BEGIN RECORDS FOR THE EXERCISE

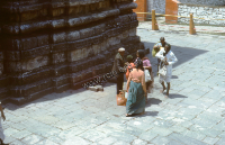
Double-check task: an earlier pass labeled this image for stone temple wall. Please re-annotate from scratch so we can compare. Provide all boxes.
[178,4,225,26]
[0,0,145,105]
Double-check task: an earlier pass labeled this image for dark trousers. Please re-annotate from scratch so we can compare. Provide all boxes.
[116,74,124,95]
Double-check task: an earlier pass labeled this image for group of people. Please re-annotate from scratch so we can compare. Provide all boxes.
[112,37,178,117]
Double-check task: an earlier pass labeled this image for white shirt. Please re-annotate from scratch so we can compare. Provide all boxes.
[155,48,178,75]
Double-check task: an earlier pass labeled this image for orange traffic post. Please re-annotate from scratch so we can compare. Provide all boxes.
[189,13,196,35]
[152,10,159,30]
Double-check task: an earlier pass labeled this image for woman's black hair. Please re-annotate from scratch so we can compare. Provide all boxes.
[163,43,171,56]
[137,49,145,59]
[135,58,144,71]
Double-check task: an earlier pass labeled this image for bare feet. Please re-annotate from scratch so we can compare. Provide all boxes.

END RECORDS FOR THE EXERCISE

* _WHAT NEEDS TO BE DONE_
Copy exactly the lines running from the one that holds "image for woman's" to the last line of the listing above. Include both of those lines.

* _RESULT FOR THIS TASK_
Double-check task: an earlier pass labeled this image for woman's black hair. Please re-annotate from scratch so we can compare. Provide all boxes.
[163,43,171,56]
[137,49,145,59]
[135,58,144,71]
Double-check task: an earlier pass labeled this image for bare feet. Please re-annotate from scratch so we can compare. Provide all boxes.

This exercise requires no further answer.